— start of Text —

Here, Petitioner challenges the same state court judgment that was at issue in the First Habeas Action. The First Habeas Action was dismissed with prejudice on the merits. Under AEDPA, Petitioner was required to obtain an order from the Ninth Circuit authorizing the Court to consider his claims prior to filing this case. Because he did not do so, this Court is without jurisdiction to entertain the Petition. Burton, 549 U.S. at 153; see also 28 U.S.C. § 2244(b)(3)(A).
Accordingly, the Court finds that the Petition is an unauthorized second or successive petition over which this Court lacks jurisdiction, and this action should be dismissed without prejudice to refiling after Petitioner obtains the requisite authorization from the Ninth Circuit.
II. The Petition Also Should Be Referred to the Ninth Circuit for Consideration as an Application for Leave to File a Second or Successive Petition
Ninth Circuit Rules 22-3(a) provides:
An applicant seeking authorization to file a second or successive 28 U.S.C. section 2254 petition or 28 U.S.C. § 2255 motion in the district court must file an application in the Court of Appeals demonstrating entitlement to such leave under section 2254 or 2255. See Form 12. An original in paper format of the application must be filed . . . unless the application is submitted via Appellate CM/ECF. No filing fee is required.Ninth Cir. R. 22-3(a) (last rev. July 1, 2016) (emphasis added).

— end of Text —
— start of Information provided —

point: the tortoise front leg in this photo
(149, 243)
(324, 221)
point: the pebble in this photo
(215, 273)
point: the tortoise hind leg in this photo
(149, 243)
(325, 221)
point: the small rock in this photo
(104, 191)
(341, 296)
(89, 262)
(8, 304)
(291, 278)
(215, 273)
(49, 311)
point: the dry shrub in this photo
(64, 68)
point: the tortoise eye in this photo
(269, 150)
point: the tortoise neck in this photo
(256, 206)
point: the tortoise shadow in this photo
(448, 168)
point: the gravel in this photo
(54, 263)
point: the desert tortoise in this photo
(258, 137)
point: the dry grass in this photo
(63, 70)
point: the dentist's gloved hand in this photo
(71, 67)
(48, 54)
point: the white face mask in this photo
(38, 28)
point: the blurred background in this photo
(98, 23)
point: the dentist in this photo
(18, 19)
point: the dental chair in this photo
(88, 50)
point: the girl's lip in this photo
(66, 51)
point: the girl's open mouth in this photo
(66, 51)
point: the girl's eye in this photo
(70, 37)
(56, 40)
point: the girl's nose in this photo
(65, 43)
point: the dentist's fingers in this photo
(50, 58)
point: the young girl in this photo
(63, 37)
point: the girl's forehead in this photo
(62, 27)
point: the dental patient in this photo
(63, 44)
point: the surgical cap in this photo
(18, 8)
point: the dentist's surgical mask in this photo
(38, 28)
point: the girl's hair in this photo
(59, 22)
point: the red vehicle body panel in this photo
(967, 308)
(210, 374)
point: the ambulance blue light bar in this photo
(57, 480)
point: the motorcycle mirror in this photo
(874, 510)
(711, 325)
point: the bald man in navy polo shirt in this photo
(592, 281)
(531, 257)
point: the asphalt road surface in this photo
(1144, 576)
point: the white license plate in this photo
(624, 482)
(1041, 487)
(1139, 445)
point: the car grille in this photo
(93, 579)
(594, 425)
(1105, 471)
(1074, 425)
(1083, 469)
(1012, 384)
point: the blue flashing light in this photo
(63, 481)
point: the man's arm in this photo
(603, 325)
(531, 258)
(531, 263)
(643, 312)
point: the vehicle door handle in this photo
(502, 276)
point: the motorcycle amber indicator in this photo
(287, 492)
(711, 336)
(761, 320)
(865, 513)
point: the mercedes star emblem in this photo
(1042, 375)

— end of Information provided —

- [Written tasks]:
**A)** Quote the court order word for word, starting with "II. The Petition" and going on through "2016) (emphasis added).".
**B)** In the court order, how was the First Habeas Action dismissed?
**C)** Proceed with the court order from the point where it stops.
The entries above are separate material and have no connection to the court order.

- [Answers below]:
**A)**
II. The Petition Also Should Be Referred to the Ninth Circuit for Consideration as an Application for Leave to File a Second or Successive Petition
Ninth Circuit Rules 22-3(a) provides:
An applicant seeking authorization to file a second or successive 28 U.S.C. section 2254 petition or 28 U.S.C. § 2255 motion in the district court must file an application in the Court of Appeals demonstrating entitlement to such leave under section 2254 or 2255. See Form 12. An original in paper format of the application must be filed . . . unless the application is submitted via Appellate CM/ECF. No filing fee is required.Ninth Cir. R. 22-3(a) (last rev. July 1, 2016) (emphasis added).

**B)** It was dismissed with prejudice on the merits.

**C)**
If an application for authorization to file a second or successive section 2254 petition or section 2255 motion is mistakenly submitted to the district court, the district court shall refer it to the court of appeals.
If an unauthorized second or successive section 2254 petition or section 2255 motion is submitted to the district court, the district court may, in the interests of justice, refer it to the Court of Appeals.
As set forth above, the Petition is an unauthorized second or successive petition over which this Court lacks jurisdiction. There is no indication that the Petition was mistakenly filed in the district court. However, Petitioner has submitted purportedly new evidence in support of an actual innocence claim. (See Pet. at 12-17; 24-45.) In these circumstances, the Court finds that it would be in the interests of justice to refer the Petition to the Ninth Circuit before dismissing it without prejudice for lack of subject matter jurisdiction. See Ciotta v. Frauenheim, No. LA CV 18-09213-VBF-AS, 2018 WL 6025845, at *3 (C.D. Cal. Nov. 8, 2018) (referring successive habeas petition to Ninth Circuit within discretion granted by Ninth Circuit Rule 22-3(a) and dismissing action without prejudice for lack of jurisdiction); see also Burts v. Hatton, No. CV 17-8775 DDP (JC), 2018 WL 3435397, at *1 (C.D. Cal. July 13, 2018), appeal filed, No. 18-56046 (9th Cir. Aug. 1, 2018) (same); Thomas v. Asuncion, No. EDCV 18-1605 CAS (FFM), 2018 WL 4027105, at *2 (C.D. Cal. Aug. 20, 2018) ("After reviewing numerous district court cases in this circuit, the Court concludes that simultaneous referral and dismissal is appropriate.") (citing Cielto v. Hedgpeth, 2014 WL 1801110 (C.D. Cal. Apr. 23, 2014) (collecting district court cases)).
CERTIFICATE OF APPEALABILITY
Pursuant to Rule 11 of the Rules Governing Section 2254 cases, the Court "must issue or deny a certificate of appealability when it enters a final order adverse to the applicant." For the reasons stated above, the Court concludes that Petitioner has not made a substantial showing of the denial of a constitutional right, as is required to support the issuance of a certificate of appealability. See 28 U.S.C. § 2253(c)(2).
ORDER
Based on the foregoing, IT IS HEREBY ORDERED:
(1) Respondent's Motion to Vacate is GRANTED.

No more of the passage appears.